----- RECORDS SHOWN -----

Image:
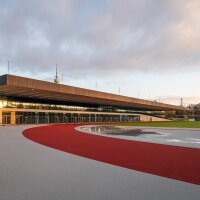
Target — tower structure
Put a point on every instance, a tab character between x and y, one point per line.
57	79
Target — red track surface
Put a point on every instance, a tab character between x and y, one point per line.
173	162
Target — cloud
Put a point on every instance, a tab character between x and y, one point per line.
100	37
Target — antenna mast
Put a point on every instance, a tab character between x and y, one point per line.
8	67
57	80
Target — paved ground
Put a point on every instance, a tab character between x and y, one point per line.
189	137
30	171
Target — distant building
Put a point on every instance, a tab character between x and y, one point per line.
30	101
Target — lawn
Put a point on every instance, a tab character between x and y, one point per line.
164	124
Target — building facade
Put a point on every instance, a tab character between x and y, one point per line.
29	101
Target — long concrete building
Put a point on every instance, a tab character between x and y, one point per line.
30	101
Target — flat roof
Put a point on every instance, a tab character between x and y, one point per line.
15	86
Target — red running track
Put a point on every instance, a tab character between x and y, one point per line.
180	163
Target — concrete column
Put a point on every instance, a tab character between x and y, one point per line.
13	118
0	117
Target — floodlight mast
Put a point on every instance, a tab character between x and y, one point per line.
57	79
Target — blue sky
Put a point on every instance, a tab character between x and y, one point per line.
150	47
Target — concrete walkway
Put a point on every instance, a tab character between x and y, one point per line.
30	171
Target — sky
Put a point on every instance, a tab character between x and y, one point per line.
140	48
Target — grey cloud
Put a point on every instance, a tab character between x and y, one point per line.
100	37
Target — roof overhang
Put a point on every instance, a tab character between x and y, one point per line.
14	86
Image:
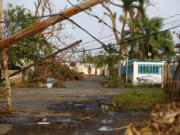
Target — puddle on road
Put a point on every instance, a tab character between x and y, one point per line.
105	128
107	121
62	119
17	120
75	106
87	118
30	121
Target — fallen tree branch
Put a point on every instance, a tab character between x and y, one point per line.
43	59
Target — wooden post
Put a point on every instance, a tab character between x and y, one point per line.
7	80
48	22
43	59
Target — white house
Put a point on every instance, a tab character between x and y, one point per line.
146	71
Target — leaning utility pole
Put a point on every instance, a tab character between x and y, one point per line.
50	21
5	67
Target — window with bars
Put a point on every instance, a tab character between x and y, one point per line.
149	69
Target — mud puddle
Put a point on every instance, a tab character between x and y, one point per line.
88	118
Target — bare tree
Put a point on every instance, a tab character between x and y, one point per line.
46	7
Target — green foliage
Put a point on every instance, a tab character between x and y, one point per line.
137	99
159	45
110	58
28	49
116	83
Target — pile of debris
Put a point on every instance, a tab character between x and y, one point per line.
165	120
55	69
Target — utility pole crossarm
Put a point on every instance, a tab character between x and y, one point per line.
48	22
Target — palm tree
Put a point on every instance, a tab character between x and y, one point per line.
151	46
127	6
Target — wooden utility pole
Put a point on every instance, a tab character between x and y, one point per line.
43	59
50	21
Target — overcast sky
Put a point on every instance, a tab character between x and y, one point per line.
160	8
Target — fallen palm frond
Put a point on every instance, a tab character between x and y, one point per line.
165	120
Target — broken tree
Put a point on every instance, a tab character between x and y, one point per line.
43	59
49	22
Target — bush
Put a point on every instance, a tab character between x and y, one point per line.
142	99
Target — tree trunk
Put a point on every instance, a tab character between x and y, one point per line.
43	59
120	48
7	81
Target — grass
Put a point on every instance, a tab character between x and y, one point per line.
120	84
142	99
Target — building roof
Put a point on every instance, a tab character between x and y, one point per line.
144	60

-----
----- RECORDS SHOWN -----

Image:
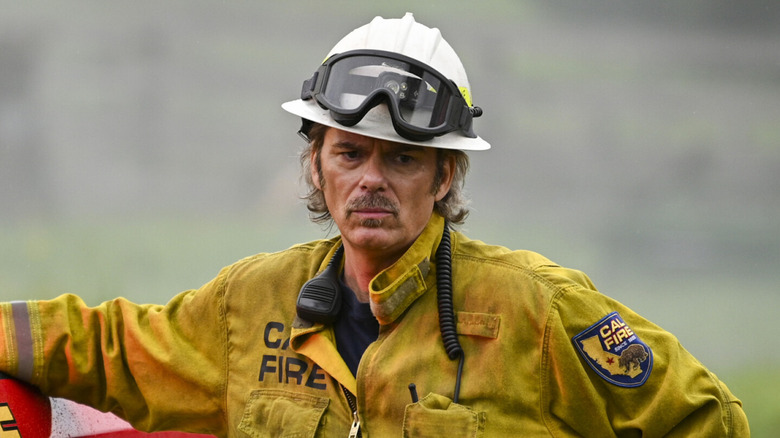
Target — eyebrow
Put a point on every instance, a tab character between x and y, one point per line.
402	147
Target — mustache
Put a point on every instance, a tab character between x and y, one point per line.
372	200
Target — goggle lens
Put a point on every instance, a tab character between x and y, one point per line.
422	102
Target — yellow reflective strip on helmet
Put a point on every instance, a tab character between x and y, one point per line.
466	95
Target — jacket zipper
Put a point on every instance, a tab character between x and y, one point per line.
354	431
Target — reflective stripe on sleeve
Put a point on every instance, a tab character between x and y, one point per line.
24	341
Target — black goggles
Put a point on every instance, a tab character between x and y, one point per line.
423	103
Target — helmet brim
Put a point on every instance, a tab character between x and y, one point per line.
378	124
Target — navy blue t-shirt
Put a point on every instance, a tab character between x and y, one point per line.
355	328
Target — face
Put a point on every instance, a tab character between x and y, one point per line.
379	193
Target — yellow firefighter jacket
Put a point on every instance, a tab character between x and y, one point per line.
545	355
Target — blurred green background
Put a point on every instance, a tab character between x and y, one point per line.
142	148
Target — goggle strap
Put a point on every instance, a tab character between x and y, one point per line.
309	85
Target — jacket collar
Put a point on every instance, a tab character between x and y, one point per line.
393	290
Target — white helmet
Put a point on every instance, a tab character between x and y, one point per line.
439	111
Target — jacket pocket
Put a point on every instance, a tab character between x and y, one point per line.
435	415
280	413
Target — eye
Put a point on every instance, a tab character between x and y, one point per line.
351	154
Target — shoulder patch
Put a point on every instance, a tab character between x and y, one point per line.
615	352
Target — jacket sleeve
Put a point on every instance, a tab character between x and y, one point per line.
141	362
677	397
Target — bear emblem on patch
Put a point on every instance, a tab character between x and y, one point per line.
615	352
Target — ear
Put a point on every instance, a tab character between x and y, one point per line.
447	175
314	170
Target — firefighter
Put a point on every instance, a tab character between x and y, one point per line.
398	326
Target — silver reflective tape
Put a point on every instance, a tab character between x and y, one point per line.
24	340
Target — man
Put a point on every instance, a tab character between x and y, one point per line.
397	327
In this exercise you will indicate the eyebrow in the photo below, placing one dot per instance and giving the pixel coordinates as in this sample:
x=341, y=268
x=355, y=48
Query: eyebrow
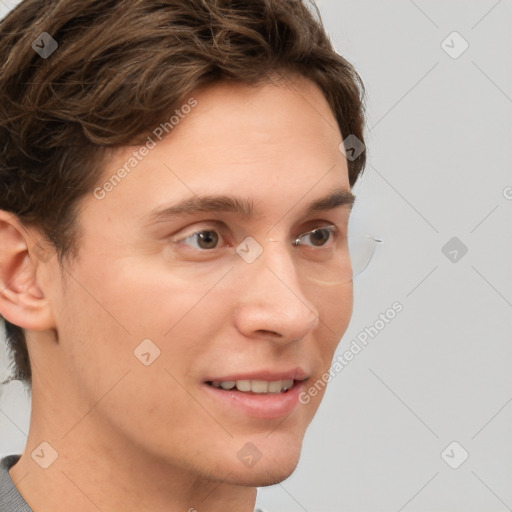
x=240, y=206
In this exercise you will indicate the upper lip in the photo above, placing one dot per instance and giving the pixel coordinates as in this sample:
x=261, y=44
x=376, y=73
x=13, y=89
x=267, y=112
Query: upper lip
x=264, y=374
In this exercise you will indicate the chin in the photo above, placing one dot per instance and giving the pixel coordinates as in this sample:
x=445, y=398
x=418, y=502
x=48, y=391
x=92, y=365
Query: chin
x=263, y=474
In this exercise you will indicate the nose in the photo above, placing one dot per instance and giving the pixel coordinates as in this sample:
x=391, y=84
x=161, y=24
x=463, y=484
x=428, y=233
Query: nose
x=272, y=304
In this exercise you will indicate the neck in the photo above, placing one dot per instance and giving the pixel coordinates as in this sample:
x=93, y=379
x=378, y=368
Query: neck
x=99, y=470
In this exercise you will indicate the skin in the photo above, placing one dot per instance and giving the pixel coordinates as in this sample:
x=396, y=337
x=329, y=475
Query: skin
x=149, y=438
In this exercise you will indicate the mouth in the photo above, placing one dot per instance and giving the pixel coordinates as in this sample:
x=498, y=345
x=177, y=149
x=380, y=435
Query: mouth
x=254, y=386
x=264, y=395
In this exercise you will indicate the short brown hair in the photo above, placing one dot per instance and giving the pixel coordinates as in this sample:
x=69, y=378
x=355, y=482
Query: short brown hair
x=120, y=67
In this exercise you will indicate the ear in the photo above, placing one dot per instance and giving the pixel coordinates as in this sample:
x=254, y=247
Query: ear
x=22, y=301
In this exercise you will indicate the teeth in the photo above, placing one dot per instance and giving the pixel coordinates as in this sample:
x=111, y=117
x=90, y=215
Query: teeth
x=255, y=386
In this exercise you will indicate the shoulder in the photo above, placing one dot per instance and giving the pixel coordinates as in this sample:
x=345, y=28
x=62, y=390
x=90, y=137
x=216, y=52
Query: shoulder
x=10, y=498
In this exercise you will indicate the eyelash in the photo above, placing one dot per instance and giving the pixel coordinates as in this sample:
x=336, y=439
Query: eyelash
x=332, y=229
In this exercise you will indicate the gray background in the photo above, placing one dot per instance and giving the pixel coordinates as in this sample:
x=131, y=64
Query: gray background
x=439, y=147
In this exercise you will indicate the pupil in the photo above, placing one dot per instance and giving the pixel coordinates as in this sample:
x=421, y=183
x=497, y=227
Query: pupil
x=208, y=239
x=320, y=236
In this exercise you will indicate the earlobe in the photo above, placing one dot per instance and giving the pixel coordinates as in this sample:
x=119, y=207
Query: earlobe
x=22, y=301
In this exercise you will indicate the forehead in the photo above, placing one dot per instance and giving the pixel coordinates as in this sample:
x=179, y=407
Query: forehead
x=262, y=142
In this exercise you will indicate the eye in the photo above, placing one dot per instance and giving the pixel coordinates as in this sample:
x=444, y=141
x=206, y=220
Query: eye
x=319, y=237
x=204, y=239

-----
----- RECORDS SHOWN -----

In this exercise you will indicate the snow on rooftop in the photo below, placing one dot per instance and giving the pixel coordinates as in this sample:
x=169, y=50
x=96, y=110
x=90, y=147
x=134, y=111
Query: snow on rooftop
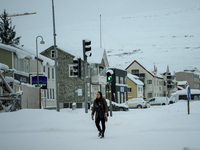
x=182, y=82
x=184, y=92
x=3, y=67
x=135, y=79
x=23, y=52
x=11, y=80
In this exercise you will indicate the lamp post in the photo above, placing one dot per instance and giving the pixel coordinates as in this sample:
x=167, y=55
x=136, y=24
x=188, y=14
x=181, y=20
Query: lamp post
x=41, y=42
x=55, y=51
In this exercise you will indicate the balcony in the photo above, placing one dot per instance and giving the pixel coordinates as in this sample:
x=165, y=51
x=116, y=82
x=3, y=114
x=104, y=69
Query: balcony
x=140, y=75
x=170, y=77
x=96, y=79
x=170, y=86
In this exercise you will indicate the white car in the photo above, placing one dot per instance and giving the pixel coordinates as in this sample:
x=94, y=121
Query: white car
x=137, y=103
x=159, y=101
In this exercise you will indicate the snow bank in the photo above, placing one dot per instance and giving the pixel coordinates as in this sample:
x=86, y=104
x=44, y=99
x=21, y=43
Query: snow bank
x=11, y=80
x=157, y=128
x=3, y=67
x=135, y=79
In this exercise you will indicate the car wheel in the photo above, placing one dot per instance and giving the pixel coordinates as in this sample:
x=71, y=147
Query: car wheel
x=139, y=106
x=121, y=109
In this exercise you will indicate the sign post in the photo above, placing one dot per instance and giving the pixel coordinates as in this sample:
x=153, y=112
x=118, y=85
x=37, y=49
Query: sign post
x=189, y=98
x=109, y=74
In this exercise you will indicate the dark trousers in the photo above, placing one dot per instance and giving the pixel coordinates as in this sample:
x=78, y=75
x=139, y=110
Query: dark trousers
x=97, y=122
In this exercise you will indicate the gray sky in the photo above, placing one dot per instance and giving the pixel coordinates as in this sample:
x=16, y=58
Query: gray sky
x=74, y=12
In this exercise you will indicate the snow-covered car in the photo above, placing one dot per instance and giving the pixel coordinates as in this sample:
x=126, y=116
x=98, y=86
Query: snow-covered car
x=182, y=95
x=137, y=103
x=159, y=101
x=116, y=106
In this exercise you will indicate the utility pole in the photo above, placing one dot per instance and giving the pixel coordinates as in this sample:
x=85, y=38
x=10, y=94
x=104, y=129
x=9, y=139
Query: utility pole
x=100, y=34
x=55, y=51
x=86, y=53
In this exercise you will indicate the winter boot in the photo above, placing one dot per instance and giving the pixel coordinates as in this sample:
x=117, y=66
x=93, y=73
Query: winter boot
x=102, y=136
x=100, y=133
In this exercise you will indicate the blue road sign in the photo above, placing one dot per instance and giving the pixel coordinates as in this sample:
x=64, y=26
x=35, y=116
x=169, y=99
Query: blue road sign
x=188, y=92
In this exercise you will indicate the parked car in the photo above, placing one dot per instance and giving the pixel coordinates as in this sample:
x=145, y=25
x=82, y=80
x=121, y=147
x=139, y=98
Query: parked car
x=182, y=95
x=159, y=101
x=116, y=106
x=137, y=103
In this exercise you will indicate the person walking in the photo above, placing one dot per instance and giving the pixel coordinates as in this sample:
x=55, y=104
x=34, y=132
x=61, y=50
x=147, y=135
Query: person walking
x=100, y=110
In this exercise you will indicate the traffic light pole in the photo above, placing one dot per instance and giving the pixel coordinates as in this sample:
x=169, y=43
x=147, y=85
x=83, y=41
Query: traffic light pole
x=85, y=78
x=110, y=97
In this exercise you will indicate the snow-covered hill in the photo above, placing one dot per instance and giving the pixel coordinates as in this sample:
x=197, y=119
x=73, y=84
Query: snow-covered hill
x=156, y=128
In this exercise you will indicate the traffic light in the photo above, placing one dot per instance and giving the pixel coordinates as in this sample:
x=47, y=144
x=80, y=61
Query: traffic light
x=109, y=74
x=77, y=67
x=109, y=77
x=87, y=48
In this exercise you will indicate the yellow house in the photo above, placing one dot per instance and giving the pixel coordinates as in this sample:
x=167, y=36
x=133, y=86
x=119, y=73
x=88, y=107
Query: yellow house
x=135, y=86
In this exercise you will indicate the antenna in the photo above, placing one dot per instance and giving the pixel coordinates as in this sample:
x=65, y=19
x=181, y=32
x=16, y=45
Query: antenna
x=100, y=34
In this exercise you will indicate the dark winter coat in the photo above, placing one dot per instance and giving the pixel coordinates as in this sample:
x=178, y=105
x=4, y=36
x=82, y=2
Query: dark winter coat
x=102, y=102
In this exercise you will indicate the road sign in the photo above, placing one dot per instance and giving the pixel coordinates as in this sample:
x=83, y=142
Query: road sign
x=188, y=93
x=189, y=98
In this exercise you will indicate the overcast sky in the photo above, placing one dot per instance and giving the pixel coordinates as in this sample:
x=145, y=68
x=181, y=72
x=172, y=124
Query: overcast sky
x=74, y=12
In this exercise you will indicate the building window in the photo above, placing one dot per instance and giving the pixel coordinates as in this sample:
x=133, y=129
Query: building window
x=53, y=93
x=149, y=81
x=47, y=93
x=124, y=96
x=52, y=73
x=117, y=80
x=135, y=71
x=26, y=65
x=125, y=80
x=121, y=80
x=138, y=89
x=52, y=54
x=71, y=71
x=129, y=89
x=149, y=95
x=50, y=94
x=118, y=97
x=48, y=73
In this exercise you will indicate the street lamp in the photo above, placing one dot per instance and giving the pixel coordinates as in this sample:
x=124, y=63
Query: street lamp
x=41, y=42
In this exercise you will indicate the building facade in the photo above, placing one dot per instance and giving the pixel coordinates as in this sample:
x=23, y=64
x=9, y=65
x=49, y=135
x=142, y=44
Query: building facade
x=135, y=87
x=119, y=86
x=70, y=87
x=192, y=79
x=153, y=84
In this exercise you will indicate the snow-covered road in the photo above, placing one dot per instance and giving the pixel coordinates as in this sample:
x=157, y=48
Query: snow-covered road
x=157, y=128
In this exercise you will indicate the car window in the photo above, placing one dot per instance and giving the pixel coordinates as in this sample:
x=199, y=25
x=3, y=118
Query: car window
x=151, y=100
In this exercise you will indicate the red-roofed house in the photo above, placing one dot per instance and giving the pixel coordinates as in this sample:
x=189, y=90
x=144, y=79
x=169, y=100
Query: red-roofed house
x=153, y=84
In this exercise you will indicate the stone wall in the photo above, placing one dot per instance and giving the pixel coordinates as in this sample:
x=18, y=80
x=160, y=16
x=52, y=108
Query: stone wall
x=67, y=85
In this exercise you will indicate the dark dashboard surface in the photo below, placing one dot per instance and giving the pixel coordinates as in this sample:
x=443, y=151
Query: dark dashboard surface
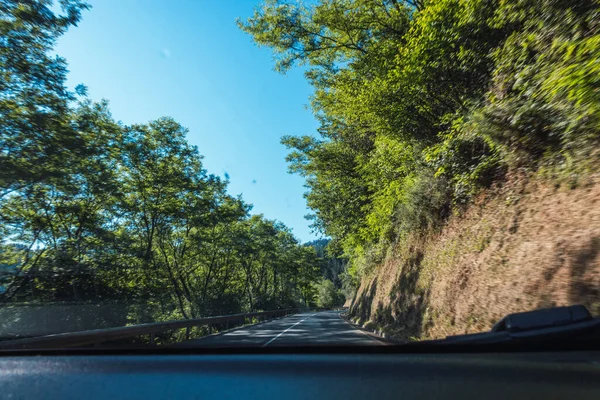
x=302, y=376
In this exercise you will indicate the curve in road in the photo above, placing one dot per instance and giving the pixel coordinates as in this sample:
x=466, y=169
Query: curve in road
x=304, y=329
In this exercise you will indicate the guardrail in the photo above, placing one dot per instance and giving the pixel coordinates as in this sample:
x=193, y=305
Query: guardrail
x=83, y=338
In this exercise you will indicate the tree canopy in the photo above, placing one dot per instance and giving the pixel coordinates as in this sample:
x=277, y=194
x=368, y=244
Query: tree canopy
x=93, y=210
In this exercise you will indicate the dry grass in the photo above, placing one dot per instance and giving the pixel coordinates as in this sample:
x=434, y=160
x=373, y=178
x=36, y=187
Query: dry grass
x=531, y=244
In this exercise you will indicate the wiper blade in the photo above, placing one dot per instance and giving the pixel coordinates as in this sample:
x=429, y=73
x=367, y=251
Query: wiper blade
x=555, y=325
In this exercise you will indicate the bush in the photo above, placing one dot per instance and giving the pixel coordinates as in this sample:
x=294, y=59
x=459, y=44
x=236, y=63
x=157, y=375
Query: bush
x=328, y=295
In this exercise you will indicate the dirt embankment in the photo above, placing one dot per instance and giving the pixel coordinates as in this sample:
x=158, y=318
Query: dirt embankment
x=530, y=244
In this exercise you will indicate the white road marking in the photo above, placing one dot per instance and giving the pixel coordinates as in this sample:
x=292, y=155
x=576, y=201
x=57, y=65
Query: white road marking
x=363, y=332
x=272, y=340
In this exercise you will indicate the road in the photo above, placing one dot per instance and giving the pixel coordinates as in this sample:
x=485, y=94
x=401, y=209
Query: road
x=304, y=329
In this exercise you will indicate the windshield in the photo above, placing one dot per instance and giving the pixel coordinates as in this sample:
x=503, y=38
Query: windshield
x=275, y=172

-----

Gather every line of the listing above that contains the string "brown". Matching is case-sensitive.

In this exercise you will indicate the short brown hair in the photo above, placing one dot per instance and giving the pixel coordinates as in this sample:
Query: short brown hair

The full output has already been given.